Saudah pun, yang sangat takut dengan Dajjal, bergegas bersembunyi, sementara
’Aisyah dan Hafshah meledak dengan gelak tawa. Ketika mereka memberi tahu Nabi
Muhammad Saw mengenai hal itu, beliau menyelamatkan istrinya yang ketakutan
itu.
Begitulah, istri Baginda yang kedua, yang disebut-sebut memiliki tubuh
gemuk. Saudah hidup di rumah Rasul. Dan tetap hidup selama 22 tahun setelah
Nabi Saw atau beliau hidup hingga akhir-akhir masa kekhalifahan Umar bin
Khattab.
Bagaimana Saudah setelah kekasihnya wafat? Bagaimana Saudah mengatasi
kehilangan yang amat menghancurkan hati itu? Setiap istri kehilangan suami,
teman dekat, dan pembimbing spiritualnya. Meski berduka secara kolektif (bersama
istri-istri lain), tapi setiap istri merasa dirinya sendirian.
Saudah sangat mengikuti sunnah Nabinya. Ia mengingat betul pesan suaminya
di haji Wada’ kala itu, ”Inilah haji yang terakhir. Setelah itu, hendaklah
kalian kalian tetap tinggal di rumah-rumah kalian.”

- - -

Tugas yang Diminta 1: Tentukan semua baris dalam daftar yang mengandung kata "every", lalu salin baris-baris itu; perbedaan huruf besar dan kecil diperhitungkan.
Kutipan di atas dan daftar sesudahnya diambil dari sumber yang berlainan.

- - -

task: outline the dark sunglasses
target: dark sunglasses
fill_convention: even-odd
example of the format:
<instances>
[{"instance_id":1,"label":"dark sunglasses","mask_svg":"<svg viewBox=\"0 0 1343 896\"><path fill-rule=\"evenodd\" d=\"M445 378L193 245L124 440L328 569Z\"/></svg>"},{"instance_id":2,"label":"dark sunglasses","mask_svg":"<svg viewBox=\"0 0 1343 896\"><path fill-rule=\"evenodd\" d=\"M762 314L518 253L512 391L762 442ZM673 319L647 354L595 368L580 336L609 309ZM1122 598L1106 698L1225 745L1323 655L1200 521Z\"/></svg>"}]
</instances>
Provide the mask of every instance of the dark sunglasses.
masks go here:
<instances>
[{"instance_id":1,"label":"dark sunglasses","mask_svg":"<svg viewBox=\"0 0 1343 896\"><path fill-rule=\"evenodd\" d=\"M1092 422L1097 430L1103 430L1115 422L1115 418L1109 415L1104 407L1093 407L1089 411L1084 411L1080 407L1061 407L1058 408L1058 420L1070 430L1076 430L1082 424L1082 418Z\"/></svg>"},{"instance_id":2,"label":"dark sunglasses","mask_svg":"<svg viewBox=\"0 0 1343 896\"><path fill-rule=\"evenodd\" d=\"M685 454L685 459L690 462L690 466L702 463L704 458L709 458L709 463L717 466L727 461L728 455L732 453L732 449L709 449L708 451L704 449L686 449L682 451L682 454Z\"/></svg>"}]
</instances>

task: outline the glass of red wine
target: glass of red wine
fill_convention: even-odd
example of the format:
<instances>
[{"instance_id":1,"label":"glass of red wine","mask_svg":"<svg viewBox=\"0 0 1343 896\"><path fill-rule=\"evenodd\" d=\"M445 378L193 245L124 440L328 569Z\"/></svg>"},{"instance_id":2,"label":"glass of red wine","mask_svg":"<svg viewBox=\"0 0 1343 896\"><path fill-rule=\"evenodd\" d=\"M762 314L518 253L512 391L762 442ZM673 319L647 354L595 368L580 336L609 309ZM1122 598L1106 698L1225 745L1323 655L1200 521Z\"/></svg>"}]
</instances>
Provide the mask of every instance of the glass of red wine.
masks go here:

- - -

Tugas yang Diminta 2:
Jawablah pertanyaan berikut berdasarkan kutipan tentang Saudah.
(a) Siapa yang tertawa terbahak-bahak saat Saudah bergegas bersembunyi?
(b) Berapa tahun Saudah tetap hidup setelah Nabi Saw?
(c) Pada peristiwa apa Nabi menyampaikan pesan yang diingat betul oleh Saudah?

Penyelesaian Soal 1:
Provide the mask of every instance of the dark sunglasses.
Provide the mask of every instance of the glass of red wine.

Penyelesaian Soal 2:
(a) ’Aisyah dan Hafshah.
(b) 22 tahun.
(c) Haji Wada’.